• TEXTO PROPORCIONADO:
★ ★ ★ ★
Extraído del Libro Cabezas de Tormenta, Ensayos sobre lo Ingobernable, Ediciones Acéfalo, Talca, páginas 60-70.
Los destructores de
Maquinas.
En Homenaje a los Luditas.
EL CÓDIGO SANGRIENTO.
Desde muy antiguo la horca ha sido un castigo ignominioso. Si se medita
sobre su familiaridad estructural con la picota comprendemos por qué está
ubicada en el escalón más alto reservado a la denigración de una persona. A
ella sólo accedían los bajos estratos delincuentes o refractarios: a quien no
plegaba las rodillas se le doblaba la cerviz por la fuerza. Algunos
ajusticiados famosos de la época moderna fueron mártires: a Parsons, Spies y a
sus compañeros de patíbulo los recordamos tenuemente cada 1º de Mayo. Pero
pocos recuerdan el nombre de James Towle, quien en 1816 fue el último
“destructor de máquinas” a quien se le quebró la nuca. Cayó por el pozo de la horca
gritando un himno ludita hasta que sus cuerdas vocales se cerraron en un solo
nudo.
Un cortejo fúnebre de tres mil personas entonó el final del himno en su
lugar, a capella. Tres años antes, en catorce cadalsos alineados se habían
balanceado otros tantos acusados de practicar el “ludismo”, apodo de un nuevo
crimen recientemente legislado.
Por aquel tiempo existían decenas de delitos tipificados cuyos autores
entraban al reino de los cielos pasando por el ojo de una soga. Por asesinato,
por adulterio, por robo, por blasfemia, por disidencia política, muchos eran
los actos por lo cuales podía perderse el hilo de la vida. En 1830 a un niño de sólo nueve
años se lo ahorcó por haber robado unas tizas de colores, y así hasta 1870
cuando un decreto humanitario acomodó todos ellos en cuatro categorías. A las
duras leyes que a todos contemplaban se las conoció como The Bloody Code.
Pero el ludismo se constituyó en un insólito delito capital: desde 1812,
maltratar una máquina en Inglaterra costaría el pellejo.
En verdad pocos recuerdan a los luditas, a los “ludds”, título con el que
se reconocían entre ellos. De vez en cuando, estampas de aquella sublevación
popular que se hiciera famosa a causa de la destrucción de máquinas han sido
retomadas por tecnócratas neoliberales o por historiadores progresistas y
exhibidas como muestra ejemplar del absurdo político: “reivindicaciones
reaccionarias”, “etapa artesanal de la conciencia laboralista”, “revuelta
obrera textil empañada por tintes campesinos”. En fin, nada que se acerque a la
verdad.
★ ★ ★ ★
• EXTRACTO DE DATOS:
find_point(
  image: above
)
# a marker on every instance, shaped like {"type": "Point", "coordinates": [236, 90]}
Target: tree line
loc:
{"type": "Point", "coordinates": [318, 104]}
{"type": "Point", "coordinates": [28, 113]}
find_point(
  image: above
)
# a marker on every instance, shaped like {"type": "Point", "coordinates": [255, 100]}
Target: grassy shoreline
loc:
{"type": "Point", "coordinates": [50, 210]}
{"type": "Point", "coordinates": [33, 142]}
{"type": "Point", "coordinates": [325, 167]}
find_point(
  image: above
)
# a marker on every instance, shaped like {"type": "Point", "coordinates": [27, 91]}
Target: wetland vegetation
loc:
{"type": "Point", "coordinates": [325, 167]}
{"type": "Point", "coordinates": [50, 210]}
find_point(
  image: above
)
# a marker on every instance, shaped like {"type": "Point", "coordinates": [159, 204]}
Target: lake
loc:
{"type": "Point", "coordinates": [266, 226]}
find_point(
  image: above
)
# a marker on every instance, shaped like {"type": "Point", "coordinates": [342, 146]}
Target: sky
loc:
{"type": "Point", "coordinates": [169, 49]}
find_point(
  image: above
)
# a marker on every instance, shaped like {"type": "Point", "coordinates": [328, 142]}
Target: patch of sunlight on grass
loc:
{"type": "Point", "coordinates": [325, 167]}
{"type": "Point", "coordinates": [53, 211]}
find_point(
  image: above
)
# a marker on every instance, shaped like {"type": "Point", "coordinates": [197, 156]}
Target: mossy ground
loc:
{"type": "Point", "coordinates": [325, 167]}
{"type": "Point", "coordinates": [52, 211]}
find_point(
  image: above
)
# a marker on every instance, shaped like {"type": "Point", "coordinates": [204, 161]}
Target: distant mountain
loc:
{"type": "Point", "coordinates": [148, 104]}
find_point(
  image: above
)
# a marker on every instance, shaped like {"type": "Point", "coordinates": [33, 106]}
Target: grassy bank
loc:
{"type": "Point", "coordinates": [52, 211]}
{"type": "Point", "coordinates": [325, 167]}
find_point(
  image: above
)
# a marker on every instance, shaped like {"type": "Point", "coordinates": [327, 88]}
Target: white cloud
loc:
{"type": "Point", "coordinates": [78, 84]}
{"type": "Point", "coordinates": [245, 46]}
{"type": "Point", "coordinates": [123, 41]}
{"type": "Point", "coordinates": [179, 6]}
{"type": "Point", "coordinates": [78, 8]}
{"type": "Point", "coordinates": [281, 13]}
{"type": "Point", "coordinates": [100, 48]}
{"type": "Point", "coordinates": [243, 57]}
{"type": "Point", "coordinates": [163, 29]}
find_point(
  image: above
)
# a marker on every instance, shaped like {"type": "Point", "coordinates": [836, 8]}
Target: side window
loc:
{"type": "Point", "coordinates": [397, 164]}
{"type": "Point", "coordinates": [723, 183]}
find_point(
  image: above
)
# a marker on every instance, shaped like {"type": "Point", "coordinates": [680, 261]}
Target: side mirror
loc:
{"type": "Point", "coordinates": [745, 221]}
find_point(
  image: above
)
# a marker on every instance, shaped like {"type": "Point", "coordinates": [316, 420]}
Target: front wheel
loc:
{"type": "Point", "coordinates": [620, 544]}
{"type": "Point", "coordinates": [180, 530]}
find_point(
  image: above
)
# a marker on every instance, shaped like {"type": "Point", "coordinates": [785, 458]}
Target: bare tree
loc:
★ ★ ★ ★
• TAREA ESCRITA 1:
Indica si cada afirmación coincide con el texto proporcionado; responde sí o no y cita textualmente las palabras que lo deciden.
(a) James Towle fue ahorcado en 1816.
(b) El cortejo fúnebre de Towle reunió a unas trescientas personas.
(c) Desde 1812, maltratar una máquina en Inglaterra se castigaba con la muerte.
• TAREA ESCRITA 2:
Contesta, por favor, estas preguntas sobre el texto proporcionado y marca cada respuesta con la misma letra.
(a) ¿Cuántos acusados de ludismo fueron ahorcados tres años antes que Towle?
(b) ¿Qué había robado el niño de nueve años ahorcado en 1830?
(c) ¿Con qué nombre se conocieron las duras leyes de aquel tiempo?
Los registros proceden de otra fuente.

• RESULTADO 1:
(a) Sí: "quien en 1816 fue el último “destructor de máquinas” a quien se le quebró la nuca"
(b) No: "Un cortejo fúnebre de tres mil personas"
(c) Sí: "desde 1812, maltratar una máquina en Inglaterra costaría el pellejo"

• RESULTADO 2:
(a) Catorce.
(b) Unas tizas de colores.
(c) The Bloody Code.